(DATA FOR THIS TASK)
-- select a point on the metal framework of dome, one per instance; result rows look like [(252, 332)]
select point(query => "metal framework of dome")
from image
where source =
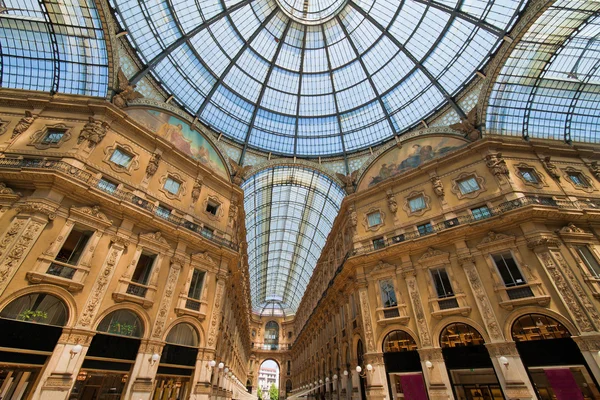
[(314, 77)]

(EXERCISE DETAILS)
Rewrite the listing above, swapping every occurrence of "dome" for "tower" and keeping everything else unchanged. Leave the pictures out.

(EXERCISE OUTPUT)
-- select a point on the metal framework of tower, one per instance; result rows look like [(252, 332)]
select point(query => "metal framework of tower")
from image
where source =
[(314, 77)]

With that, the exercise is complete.